### Task to carry out
Restate word for word the line with "box: [1, 33, 65, 59]" and the rest of the listing after it, ending at the final line, and include nothing else.

### Raw data
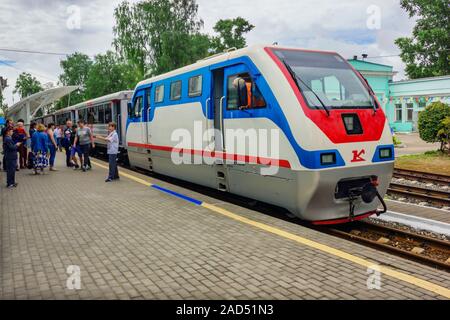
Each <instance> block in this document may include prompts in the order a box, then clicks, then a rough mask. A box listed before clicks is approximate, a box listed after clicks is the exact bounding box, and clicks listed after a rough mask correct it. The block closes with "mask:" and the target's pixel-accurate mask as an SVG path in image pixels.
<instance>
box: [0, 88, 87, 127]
mask: <svg viewBox="0 0 450 320" xmlns="http://www.w3.org/2000/svg"><path fill="white" fill-rule="evenodd" d="M78 88H79V87H78V86H66V87H56V88H51V89H47V90H44V91H41V92H38V93H35V94H33V95H31V96H29V97H26V98H24V99H22V100H20V101H19V102H17V103H15V104H14V105H12V106H11V107H10V108H9V109H8V117H9V118H11V119H13V121H17V120H19V119H23V120H25V124H26V125H29V124H30V121H31V119H32V118H33V117H34V116H35V115H36V113H37V112H38V111H39V110H41V109H42V108H43V107H46V106H48V105H50V104H52V103H54V102H55V101H57V100H59V99H61V98H62V97H64V96H66V95H68V94H70V93H71V92H73V91H75V90H77V89H78Z"/></svg>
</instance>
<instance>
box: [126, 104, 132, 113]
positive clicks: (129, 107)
mask: <svg viewBox="0 0 450 320" xmlns="http://www.w3.org/2000/svg"><path fill="white" fill-rule="evenodd" d="M127 106H128V115H131V109H132V108H133V105H132V104H131V102H128V104H127Z"/></svg>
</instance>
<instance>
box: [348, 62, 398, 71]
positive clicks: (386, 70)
mask: <svg viewBox="0 0 450 320" xmlns="http://www.w3.org/2000/svg"><path fill="white" fill-rule="evenodd" d="M347 61H348V62H349V63H350V64H351V65H353V66H354V67H355V68H356V69H357V70H360V71H361V70H364V71H375V72H376V71H380V72H392V70H393V67H392V66H389V65H386V64H381V63H375V62H369V61H366V60H355V59H348V60H347Z"/></svg>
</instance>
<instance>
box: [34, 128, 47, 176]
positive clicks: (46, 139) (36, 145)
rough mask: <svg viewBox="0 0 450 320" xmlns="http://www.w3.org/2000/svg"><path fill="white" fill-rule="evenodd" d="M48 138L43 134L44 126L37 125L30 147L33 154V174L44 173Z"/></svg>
mask: <svg viewBox="0 0 450 320" xmlns="http://www.w3.org/2000/svg"><path fill="white" fill-rule="evenodd" d="M47 140H48V136H47V133H45V126H44V125H43V124H39V125H38V126H37V132H36V133H34V134H33V138H32V139H31V145H32V149H33V154H34V174H38V170H40V171H41V172H44V169H45V168H47V167H48V159H47V151H48V146H47V145H48V142H47Z"/></svg>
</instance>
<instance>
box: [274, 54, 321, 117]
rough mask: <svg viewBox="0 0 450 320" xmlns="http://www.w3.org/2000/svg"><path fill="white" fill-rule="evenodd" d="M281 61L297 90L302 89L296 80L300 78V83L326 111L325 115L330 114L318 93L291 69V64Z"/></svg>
mask: <svg viewBox="0 0 450 320" xmlns="http://www.w3.org/2000/svg"><path fill="white" fill-rule="evenodd" d="M281 61H283V64H284V66H285V67H286V69H287V70H288V71H289V73H290V74H291V76H292V78H293V79H294V81H295V84H296V85H297V87H298V88H299V90H302V88H301V87H300V85H299V83H298V81H299V80H300V81H301V82H302V84H303V85H304V86H305V87H306V88H307V89H308V90H309V91H311V92H312V94H313V95H314V96H315V97H316V98H317V100H318V101H319V102H320V104H321V105H322V108H323V110H325V111H326V113H327V116H328V117H329V116H330V110H328V108H327V107H326V105H325V103H323V101H322V99H320V97H319V95H318V94H317V93H316V92H315V91H314V90H313V89H311V88H310V87H309V86H308V85H307V84H306V83H305V81H303V80H302V79H301V78H300V77H299V76H298V75H297V74H296V73H295V71H294V70H292V68H291V66H290V65H288V64H287V62H286V61H285V60H284V59H283V60H281ZM315 107H316V108H318V107H317V106H315Z"/></svg>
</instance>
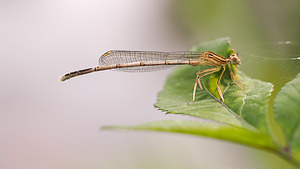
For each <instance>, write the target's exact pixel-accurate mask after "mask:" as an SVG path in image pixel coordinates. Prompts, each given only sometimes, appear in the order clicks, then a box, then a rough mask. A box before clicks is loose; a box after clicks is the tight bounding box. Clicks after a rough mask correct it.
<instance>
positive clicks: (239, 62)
mask: <svg viewBox="0 0 300 169" xmlns="http://www.w3.org/2000/svg"><path fill="white" fill-rule="evenodd" d="M230 61H231V63H232V64H233V65H235V66H239V65H240V64H241V60H240V58H239V57H238V56H237V54H235V53H234V54H231V55H230Z"/></svg>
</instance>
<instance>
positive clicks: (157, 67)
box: [99, 50, 202, 72]
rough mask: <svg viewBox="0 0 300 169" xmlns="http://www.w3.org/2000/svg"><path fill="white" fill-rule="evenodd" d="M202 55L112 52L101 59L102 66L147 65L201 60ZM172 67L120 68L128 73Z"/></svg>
mask: <svg viewBox="0 0 300 169" xmlns="http://www.w3.org/2000/svg"><path fill="white" fill-rule="evenodd" d="M201 54H202V53H199V52H154V51H122V50H112V51H108V52H106V53H105V54H103V55H102V56H101V57H100V59H99V65H100V66H106V65H112V64H122V63H132V62H147V63H153V64H155V63H161V62H165V61H166V60H178V61H184V60H189V59H199V57H200V56H201ZM170 67H172V65H158V66H138V67H127V68H118V69H117V70H120V71H128V72H148V71H155V70H162V69H166V68H170Z"/></svg>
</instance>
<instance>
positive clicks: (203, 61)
mask: <svg viewBox="0 0 300 169" xmlns="http://www.w3.org/2000/svg"><path fill="white" fill-rule="evenodd" d="M240 64H241V61H240V59H239V57H238V56H237V55H236V54H231V55H230V57H229V58H225V57H223V56H220V55H218V54H216V53H214V52H209V51H207V52H203V53H200V52H154V51H121V50H112V51H108V52H106V53H104V54H103V55H102V56H101V57H100V59H99V65H100V66H97V67H94V68H88V69H83V70H78V71H74V72H70V73H67V74H65V75H64V76H62V77H61V78H60V80H61V81H65V80H67V79H70V78H72V77H75V76H79V75H83V74H87V73H91V72H95V71H102V70H107V69H118V70H121V71H134V72H145V71H153V70H159V69H165V68H168V67H169V66H172V65H192V66H196V65H209V66H213V67H214V68H211V69H206V70H202V71H199V72H198V73H197V77H196V81H195V84H194V90H193V101H195V95H196V89H197V86H198V85H199V87H200V88H201V89H202V86H201V82H200V78H202V77H204V76H206V75H209V74H212V73H215V72H218V71H220V70H221V69H222V68H223V70H222V73H221V75H220V76H219V79H218V81H217V89H218V93H219V95H220V98H221V99H222V101H223V102H224V97H223V93H222V91H221V89H220V86H219V84H220V81H221V78H222V76H223V74H224V72H225V70H226V66H228V68H229V72H230V76H231V79H232V80H233V81H234V83H236V84H237V85H238V86H239V87H240V88H241V89H242V90H243V91H244V89H243V87H242V86H241V85H240V84H239V83H238V82H237V81H236V80H238V81H239V82H240V83H241V84H242V85H244V84H243V83H242V81H240V80H239V79H238V78H237V77H236V76H235V75H234V74H233V72H232V68H231V65H235V66H239V65H240Z"/></svg>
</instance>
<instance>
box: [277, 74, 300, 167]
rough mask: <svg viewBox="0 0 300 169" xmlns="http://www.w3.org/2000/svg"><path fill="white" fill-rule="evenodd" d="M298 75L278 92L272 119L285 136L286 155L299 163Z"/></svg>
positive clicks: (298, 84) (299, 101)
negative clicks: (273, 113)
mask: <svg viewBox="0 0 300 169" xmlns="http://www.w3.org/2000/svg"><path fill="white" fill-rule="evenodd" d="M299 95H300V74H298V75H297V77H296V78H295V79H294V80H292V81H291V82H289V83H287V84H286V85H285V86H284V87H283V88H282V90H281V91H279V92H278V94H277V96H276V98H275V104H274V118H275V120H276V121H277V122H278V124H279V126H280V127H281V129H282V131H283V134H284V136H285V139H286V142H287V147H285V151H286V153H288V154H289V155H291V156H292V157H293V158H294V159H295V160H297V161H298V162H300V104H299V103H300V97H299Z"/></svg>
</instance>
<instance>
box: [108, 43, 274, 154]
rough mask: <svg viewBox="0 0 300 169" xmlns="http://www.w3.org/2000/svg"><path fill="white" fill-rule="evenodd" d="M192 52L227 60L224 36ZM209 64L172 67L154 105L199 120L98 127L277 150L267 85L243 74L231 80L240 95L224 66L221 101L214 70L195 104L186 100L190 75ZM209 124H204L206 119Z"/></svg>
mask: <svg viewBox="0 0 300 169" xmlns="http://www.w3.org/2000/svg"><path fill="white" fill-rule="evenodd" d="M191 49H192V50H193V51H198V52H205V51H212V52H215V53H217V54H219V55H221V56H224V57H229V56H230V54H232V53H233V52H234V51H233V50H231V49H230V41H229V39H228V38H219V39H216V40H212V41H208V42H204V43H201V44H199V45H197V46H194V47H192V48H191ZM207 68H209V66H189V65H186V66H178V68H177V69H176V70H175V71H174V72H173V73H172V74H171V75H170V76H169V77H168V79H167V81H166V84H165V87H164V89H163V90H162V91H161V92H159V94H158V99H157V103H155V106H156V107H157V108H159V109H160V110H163V111H165V112H167V113H173V114H182V115H188V116H194V117H197V118H201V119H206V120H205V121H203V120H202V121H184V120H183V121H160V122H153V123H148V124H142V125H139V126H135V127H134V126H131V127H126V126H125V127H104V129H135V130H155V131H167V132H178V133H186V134H194V135H201V136H208V137H213V138H219V139H224V140H227V141H233V142H237V143H241V144H246V145H250V146H254V147H259V148H264V149H268V150H270V149H272V150H278V149H279V148H278V146H277V145H276V144H275V143H274V141H273V139H272V137H271V136H270V133H269V128H268V120H267V114H268V107H267V99H268V96H269V95H270V92H271V91H272V85H271V84H270V83H266V82H262V81H259V80H254V79H251V78H249V77H247V76H246V75H244V74H242V73H241V74H240V75H238V73H237V69H236V68H235V67H234V66H233V70H234V72H235V74H236V76H237V77H238V78H239V79H240V80H241V81H242V82H243V83H244V84H245V86H244V89H245V92H246V93H247V94H246V93H245V92H243V91H242V90H241V88H239V87H238V86H237V85H236V84H235V83H234V82H233V81H232V79H231V77H230V74H229V71H228V68H227V70H226V71H225V73H224V75H223V77H222V80H221V84H220V88H221V90H222V91H223V93H224V94H223V95H224V99H225V102H224V103H223V102H221V101H219V100H218V99H219V98H220V97H219V94H218V92H217V89H216V87H217V84H216V82H217V80H218V78H219V76H220V73H221V71H220V72H216V73H214V74H212V75H210V76H205V77H204V78H201V79H202V86H203V87H204V89H203V90H200V88H198V89H197V92H196V101H195V102H192V95H193V88H194V84H195V79H196V73H197V72H198V71H199V70H203V69H207ZM207 120H208V121H209V122H208V121H207Z"/></svg>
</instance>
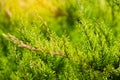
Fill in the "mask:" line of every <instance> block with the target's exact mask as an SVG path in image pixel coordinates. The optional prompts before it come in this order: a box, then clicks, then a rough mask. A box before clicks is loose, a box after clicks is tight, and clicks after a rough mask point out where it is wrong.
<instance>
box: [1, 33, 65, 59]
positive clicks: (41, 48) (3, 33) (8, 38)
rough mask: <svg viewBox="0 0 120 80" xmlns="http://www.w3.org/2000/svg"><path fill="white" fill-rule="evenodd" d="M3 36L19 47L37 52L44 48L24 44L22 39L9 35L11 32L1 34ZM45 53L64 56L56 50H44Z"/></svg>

### Result for this exercise
box: [1, 33, 65, 59]
positive clicks: (41, 48) (3, 33) (8, 38)
rough mask: <svg viewBox="0 0 120 80" xmlns="http://www.w3.org/2000/svg"><path fill="white" fill-rule="evenodd" d="M3 36L19 47L37 52L44 48L24 44L22 39L9 35L11 32L1 34ZM45 53L64 56L56 50H44Z"/></svg>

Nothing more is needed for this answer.